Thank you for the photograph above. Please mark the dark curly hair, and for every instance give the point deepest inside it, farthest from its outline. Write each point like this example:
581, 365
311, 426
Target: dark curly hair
...
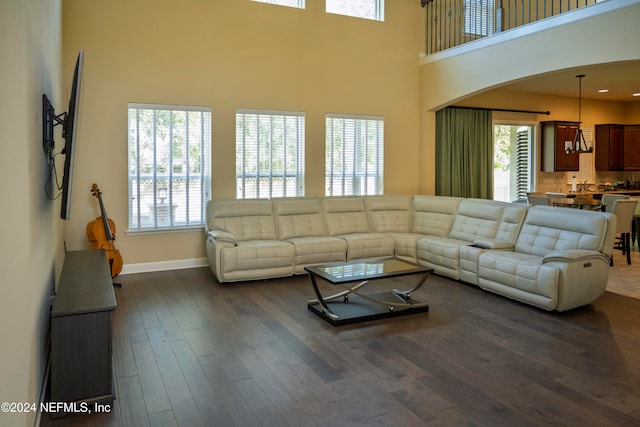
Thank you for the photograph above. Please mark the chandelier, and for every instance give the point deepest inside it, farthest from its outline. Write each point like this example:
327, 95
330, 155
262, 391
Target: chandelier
--
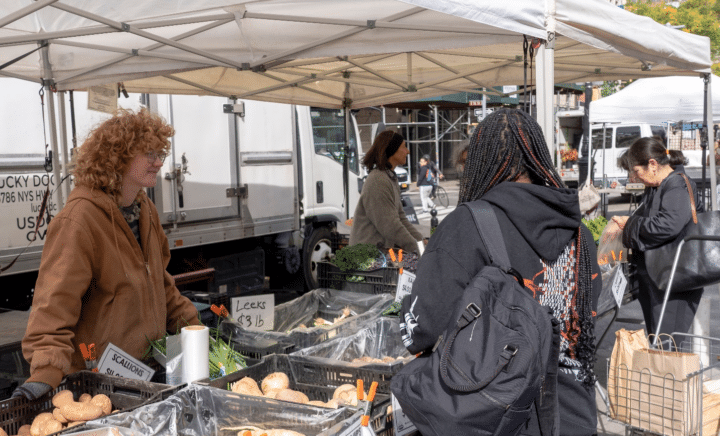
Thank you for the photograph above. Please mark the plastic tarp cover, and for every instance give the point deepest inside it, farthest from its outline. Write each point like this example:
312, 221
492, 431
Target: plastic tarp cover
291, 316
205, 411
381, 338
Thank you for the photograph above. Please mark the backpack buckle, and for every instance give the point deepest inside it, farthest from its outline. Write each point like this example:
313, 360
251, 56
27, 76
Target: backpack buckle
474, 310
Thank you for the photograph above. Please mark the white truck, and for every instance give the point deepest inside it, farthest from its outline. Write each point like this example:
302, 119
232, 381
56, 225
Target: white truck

*WHAT NEEDS TO BE DONE*.
Please give back exactly the lines of the listing above that run from the one containing "the chandelier, and" through the one containing "Target: chandelier", and only those.

*SOLUTION TO THIS TASK*.
Thank you for the photograph above. Please mark the chandelier, and for every instance give the point deepest inside it, farthest from its outline. Write each point like this example:
327, 95
330, 155
262, 391
Target: chandelier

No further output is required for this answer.